>> BEGIN Selection

Tuesday, December 21, 2004

Scattered Thoughts, Not Unrelated

Developing the nervous habits of totalitarianism
Don't say this, don't say that, you mean it well, but it might not be safe . . .

"For evil to triumph, it is only necessary for good people to do nothing."

The Civil Liberties Union is suing: Prisoners at Guantanamo
Seen by FBI, 24 hours chained in a fetal position with no food, no water
No bathroom, of course . . . is it torture yet, or are we still saying, "abuse"?

Developing the nervous habits of totalitarianism
I see how it worked, now, with the Nazis. "Why did ordinary Germans let it happen?" we used to wonder.

Too much to lose. "My career is just starting! This could ruin my future!"
"I'm doing good here in my job. If I lose my job, who'll teach these children?
"I can't offend the Government, I'd be deported." "If I lose my job, who'll support my family?"
"I can't risk going to prison, I have claustrophobia."

I don't despise those Germans anymore. Of course Nelson Mandela didn't say these things.
He went to prison for 25 years. Can we be Nelson Mandela? Or maybe just a bit of him? Or not?

Lunch last week with a Vietnamese friend, a Lao friend. "The U.S. dropped more bombs on Laos than
they dropped in World War II. Laos is a poor country. But people can't grow food because the fields
are full of cluster bombs. I saw a special--people missing arms, legs, eyes . . . I cried."
Thus spoke the Lao friend. "And now we're doing it in Iraq." This from the Vietnamese friend.

>> END Selection

◆ **What to work on**:
1 - In one to three sentences, explain why the post says people in Laos can't grow food.
2 - Answer these questions from the post:
(a) How many hours were prisoners at Guantanamo seen chained in a fetal position?
(b) For how many years did Nelson Mandela go to prison?
(c) Which friend said "And now we're doing it in Iraq"?

>> BEGIN Listed entries

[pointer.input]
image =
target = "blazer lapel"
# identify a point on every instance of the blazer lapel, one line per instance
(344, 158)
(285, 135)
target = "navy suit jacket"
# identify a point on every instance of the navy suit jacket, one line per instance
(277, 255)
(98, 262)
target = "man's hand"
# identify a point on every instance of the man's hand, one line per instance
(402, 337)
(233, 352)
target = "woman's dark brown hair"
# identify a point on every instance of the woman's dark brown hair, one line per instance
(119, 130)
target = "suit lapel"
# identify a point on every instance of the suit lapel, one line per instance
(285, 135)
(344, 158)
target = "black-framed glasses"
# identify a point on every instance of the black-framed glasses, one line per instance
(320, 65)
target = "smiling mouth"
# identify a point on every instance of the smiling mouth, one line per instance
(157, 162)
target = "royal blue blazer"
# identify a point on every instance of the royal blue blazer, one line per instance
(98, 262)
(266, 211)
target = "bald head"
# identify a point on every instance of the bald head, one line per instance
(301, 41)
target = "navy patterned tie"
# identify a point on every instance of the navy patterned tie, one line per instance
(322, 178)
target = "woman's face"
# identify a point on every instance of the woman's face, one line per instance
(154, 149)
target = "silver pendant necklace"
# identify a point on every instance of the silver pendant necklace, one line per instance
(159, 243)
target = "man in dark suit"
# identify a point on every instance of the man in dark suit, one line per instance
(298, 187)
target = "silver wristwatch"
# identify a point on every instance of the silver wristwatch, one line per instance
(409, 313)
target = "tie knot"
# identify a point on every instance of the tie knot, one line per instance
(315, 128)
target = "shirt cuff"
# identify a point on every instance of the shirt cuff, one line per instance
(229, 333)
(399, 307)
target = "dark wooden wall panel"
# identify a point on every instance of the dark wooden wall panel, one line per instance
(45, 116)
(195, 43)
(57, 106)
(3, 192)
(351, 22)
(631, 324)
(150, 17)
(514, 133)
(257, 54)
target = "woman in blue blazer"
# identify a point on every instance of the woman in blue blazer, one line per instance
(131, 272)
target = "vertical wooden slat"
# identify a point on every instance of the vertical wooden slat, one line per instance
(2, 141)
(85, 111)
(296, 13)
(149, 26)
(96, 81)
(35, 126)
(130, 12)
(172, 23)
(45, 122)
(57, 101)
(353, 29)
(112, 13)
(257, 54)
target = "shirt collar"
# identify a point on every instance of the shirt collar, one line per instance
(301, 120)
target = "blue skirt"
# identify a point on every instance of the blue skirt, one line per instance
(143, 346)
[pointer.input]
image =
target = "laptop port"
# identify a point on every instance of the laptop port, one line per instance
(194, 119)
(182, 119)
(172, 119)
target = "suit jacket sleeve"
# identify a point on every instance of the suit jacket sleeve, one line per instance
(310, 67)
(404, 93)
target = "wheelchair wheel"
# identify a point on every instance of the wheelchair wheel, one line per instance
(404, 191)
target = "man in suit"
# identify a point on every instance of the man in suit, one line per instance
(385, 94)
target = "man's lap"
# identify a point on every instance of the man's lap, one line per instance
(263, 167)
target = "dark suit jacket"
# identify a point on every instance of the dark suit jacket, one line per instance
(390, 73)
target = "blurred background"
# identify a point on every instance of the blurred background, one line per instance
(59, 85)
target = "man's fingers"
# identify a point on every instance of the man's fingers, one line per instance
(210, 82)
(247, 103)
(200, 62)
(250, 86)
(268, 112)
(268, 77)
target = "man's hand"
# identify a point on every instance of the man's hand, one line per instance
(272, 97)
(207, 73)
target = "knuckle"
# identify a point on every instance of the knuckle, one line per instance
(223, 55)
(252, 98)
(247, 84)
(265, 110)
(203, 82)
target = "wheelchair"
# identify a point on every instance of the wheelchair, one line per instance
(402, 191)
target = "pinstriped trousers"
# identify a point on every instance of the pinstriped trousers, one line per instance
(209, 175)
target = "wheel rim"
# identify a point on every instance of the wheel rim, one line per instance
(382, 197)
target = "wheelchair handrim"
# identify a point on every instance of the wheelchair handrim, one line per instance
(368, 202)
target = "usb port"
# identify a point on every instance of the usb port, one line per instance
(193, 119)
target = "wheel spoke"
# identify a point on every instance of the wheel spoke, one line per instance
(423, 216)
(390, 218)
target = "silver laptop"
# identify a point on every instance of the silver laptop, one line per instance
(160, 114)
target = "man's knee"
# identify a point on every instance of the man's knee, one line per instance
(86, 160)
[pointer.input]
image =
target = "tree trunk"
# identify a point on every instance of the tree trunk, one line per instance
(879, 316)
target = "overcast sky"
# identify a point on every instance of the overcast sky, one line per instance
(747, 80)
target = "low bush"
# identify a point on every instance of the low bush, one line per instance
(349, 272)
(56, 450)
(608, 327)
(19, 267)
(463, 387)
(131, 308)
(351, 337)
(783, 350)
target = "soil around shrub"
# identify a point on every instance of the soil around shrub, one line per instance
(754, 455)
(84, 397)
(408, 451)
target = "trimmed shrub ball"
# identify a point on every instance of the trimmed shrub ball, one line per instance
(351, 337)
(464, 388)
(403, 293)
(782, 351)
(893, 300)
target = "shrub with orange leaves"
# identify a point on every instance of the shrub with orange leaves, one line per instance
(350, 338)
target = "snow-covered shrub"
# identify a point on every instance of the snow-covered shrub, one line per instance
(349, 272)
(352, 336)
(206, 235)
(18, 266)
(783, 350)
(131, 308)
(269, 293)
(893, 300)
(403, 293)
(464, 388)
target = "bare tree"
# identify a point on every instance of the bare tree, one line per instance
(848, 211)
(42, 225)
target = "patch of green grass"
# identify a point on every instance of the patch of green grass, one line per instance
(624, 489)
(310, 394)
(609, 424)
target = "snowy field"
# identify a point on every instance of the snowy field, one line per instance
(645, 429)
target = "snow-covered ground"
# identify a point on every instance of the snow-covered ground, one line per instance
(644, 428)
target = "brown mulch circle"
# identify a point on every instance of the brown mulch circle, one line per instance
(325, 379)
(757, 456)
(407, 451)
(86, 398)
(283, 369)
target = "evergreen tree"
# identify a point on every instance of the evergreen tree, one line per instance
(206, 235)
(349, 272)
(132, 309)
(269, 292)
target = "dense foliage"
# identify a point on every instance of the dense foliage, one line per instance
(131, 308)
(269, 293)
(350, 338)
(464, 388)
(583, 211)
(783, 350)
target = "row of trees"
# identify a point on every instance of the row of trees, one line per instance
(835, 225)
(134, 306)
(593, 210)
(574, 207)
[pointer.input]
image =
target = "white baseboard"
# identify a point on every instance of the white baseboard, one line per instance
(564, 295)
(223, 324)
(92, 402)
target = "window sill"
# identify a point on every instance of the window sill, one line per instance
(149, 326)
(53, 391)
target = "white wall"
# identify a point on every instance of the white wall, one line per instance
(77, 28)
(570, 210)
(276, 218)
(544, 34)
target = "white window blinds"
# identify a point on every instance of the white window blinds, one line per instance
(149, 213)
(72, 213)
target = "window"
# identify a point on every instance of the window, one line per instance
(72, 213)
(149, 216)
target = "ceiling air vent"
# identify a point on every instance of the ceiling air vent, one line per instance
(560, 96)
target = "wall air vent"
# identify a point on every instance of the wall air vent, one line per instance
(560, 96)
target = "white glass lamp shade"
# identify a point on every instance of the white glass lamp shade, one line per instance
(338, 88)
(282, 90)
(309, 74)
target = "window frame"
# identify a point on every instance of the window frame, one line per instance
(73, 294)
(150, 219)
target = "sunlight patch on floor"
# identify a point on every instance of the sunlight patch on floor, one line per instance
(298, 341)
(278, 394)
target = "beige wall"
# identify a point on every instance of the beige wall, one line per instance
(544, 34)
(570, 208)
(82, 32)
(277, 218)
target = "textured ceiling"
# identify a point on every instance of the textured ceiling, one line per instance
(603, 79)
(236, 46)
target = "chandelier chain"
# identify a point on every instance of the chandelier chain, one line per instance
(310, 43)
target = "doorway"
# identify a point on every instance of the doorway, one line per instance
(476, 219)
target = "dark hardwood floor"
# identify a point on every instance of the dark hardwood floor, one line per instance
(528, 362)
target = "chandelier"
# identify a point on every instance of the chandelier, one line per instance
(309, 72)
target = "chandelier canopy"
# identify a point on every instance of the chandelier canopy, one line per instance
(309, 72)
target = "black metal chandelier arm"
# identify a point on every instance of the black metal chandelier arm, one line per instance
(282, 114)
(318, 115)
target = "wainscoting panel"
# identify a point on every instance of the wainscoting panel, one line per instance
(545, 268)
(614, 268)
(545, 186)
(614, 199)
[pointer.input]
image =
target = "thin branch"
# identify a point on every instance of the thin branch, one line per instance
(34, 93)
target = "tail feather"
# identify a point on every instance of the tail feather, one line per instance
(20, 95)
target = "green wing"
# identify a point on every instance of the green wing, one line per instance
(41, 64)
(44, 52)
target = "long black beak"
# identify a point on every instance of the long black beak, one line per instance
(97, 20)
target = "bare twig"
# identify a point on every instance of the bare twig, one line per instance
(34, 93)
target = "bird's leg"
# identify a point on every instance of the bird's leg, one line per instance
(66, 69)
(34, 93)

>> END Listed entries
>> BEGIN Listed entries

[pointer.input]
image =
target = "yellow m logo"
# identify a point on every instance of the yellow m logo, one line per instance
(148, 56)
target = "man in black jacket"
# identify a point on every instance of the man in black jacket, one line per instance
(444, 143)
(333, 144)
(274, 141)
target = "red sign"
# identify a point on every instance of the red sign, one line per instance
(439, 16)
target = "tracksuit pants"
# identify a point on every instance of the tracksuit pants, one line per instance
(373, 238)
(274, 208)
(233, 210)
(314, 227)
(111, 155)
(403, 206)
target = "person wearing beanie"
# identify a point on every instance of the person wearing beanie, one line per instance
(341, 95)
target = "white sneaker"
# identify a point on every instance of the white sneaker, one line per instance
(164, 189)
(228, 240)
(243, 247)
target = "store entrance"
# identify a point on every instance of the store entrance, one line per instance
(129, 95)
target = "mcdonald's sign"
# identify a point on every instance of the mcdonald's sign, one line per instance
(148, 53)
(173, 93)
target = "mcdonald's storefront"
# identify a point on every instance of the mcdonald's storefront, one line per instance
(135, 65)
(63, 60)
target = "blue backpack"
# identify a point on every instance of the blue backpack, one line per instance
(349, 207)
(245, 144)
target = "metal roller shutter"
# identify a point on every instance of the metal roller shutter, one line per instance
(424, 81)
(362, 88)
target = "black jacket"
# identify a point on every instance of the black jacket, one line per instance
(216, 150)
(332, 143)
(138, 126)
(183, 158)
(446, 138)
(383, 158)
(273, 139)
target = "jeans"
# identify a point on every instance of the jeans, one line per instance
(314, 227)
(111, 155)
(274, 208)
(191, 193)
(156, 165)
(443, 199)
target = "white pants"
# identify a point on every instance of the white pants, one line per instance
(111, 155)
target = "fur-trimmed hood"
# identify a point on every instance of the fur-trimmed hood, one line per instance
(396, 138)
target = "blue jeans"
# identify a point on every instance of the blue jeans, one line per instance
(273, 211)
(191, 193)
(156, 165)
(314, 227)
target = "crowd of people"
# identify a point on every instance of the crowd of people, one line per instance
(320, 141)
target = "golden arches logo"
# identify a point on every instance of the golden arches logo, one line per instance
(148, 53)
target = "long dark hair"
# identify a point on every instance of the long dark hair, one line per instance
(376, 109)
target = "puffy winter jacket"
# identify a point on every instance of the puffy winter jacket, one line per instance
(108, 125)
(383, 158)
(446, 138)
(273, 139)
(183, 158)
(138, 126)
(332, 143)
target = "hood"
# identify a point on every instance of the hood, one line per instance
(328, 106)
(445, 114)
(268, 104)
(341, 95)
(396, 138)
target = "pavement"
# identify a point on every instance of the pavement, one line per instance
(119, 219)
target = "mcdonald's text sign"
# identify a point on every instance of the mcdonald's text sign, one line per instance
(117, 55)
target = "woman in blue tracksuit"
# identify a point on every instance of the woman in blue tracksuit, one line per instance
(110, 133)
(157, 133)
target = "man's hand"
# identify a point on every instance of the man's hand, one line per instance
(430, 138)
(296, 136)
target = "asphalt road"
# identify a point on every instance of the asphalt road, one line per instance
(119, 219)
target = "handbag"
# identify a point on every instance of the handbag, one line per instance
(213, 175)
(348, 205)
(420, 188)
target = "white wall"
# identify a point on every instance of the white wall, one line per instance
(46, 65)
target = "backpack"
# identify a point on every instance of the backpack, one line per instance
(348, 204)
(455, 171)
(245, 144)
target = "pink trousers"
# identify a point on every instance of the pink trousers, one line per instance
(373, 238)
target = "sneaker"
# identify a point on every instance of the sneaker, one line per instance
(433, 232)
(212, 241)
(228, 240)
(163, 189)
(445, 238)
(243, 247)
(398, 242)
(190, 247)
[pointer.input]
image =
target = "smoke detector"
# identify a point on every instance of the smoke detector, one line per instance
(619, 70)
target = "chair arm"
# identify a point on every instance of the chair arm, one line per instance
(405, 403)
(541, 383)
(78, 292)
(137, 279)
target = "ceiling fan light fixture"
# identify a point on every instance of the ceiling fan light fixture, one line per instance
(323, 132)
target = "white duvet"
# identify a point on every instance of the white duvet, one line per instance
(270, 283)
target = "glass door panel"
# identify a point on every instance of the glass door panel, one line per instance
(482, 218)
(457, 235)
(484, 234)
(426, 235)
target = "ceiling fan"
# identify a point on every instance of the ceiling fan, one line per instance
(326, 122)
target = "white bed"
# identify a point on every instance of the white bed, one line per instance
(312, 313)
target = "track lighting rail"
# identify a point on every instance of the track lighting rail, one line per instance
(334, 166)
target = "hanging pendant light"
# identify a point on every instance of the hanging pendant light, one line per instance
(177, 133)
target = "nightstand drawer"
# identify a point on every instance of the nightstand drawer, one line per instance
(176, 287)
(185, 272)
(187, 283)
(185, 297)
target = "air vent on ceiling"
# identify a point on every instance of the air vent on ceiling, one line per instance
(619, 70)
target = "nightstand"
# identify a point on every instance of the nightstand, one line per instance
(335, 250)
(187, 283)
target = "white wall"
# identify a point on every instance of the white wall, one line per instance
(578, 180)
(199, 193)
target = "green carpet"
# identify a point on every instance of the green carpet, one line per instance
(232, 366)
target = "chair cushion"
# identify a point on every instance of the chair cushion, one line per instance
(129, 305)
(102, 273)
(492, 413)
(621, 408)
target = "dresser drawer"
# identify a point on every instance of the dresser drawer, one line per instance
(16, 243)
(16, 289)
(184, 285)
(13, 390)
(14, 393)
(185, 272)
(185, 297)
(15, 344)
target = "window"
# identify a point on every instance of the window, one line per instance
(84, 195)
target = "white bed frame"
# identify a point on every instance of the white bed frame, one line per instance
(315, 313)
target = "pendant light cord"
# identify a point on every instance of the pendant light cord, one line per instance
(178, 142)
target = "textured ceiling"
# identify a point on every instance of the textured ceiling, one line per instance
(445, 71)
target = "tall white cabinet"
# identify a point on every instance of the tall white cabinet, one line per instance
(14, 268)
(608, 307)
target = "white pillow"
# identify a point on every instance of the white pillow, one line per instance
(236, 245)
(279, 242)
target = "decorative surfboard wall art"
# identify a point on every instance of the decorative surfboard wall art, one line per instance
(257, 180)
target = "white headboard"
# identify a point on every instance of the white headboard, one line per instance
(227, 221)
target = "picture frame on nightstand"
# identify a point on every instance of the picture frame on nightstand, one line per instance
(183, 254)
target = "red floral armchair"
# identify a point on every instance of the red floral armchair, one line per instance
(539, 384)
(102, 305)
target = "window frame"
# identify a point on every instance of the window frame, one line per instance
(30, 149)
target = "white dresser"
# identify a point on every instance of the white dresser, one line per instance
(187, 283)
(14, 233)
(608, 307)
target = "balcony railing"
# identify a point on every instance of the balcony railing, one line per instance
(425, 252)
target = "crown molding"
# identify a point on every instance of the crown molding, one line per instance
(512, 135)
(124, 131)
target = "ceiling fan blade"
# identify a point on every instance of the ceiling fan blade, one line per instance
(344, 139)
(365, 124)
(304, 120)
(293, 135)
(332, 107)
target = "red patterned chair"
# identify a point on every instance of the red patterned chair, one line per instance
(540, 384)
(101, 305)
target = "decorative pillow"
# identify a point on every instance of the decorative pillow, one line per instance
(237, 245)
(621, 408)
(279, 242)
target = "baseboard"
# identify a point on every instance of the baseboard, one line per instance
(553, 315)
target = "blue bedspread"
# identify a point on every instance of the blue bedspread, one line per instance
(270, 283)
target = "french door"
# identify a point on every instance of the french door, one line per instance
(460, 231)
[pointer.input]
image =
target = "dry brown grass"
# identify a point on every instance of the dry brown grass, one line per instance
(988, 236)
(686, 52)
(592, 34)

>> END Listed entries
>> BEGIN Listed entries

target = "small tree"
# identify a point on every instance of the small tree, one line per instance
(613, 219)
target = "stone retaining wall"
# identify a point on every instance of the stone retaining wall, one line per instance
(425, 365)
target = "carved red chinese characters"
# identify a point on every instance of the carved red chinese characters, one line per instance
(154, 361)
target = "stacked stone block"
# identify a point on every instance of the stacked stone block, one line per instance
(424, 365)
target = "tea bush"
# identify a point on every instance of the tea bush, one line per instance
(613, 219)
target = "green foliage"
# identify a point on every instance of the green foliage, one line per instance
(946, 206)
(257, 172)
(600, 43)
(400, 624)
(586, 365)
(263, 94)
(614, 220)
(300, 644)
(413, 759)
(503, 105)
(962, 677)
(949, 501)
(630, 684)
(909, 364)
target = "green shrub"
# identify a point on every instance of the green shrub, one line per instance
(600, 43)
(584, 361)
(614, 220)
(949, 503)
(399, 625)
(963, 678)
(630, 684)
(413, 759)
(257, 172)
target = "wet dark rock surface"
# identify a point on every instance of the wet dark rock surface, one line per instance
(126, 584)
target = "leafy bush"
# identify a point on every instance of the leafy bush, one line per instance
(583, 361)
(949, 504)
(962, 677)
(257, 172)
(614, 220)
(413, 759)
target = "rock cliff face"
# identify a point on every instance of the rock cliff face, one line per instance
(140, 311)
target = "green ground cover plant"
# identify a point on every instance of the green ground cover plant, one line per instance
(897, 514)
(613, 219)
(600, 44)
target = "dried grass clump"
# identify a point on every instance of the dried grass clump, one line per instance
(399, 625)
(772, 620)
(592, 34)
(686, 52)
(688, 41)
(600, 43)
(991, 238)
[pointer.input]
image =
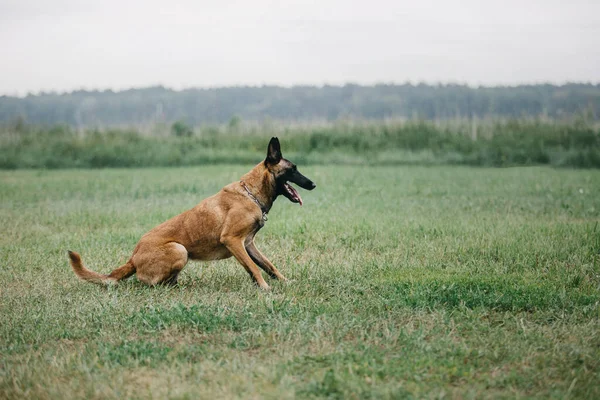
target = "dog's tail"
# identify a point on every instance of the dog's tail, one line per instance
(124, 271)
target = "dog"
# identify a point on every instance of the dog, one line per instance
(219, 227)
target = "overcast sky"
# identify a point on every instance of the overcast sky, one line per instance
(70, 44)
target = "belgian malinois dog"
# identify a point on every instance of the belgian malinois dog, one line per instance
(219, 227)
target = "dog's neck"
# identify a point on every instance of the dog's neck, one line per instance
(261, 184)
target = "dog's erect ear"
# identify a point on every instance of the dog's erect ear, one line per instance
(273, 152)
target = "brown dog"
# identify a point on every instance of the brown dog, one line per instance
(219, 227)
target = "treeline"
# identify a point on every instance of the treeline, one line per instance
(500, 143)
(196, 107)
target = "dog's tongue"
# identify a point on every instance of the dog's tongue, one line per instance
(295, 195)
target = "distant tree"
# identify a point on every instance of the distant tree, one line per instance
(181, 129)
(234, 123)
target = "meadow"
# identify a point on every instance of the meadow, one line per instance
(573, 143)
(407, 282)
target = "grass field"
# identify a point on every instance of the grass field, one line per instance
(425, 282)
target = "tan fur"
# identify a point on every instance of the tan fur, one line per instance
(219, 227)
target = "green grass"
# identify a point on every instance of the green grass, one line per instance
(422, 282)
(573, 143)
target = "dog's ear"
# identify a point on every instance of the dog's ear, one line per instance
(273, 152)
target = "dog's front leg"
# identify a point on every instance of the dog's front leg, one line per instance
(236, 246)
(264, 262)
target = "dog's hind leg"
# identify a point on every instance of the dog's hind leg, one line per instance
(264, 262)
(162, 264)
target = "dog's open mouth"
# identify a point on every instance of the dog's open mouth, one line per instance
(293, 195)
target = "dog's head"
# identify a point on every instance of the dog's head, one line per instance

>> END Listed entries

◆ **Answer list**:
1 - According to the Lao friend, people in Laos can't grow food because the fields are full of cluster bombs. The post says the U.S. dropped more bombs on Laos than it dropped in World War II.

2 -
(a) 24 hours
(b) 25 years
(c) The Vietnamese friend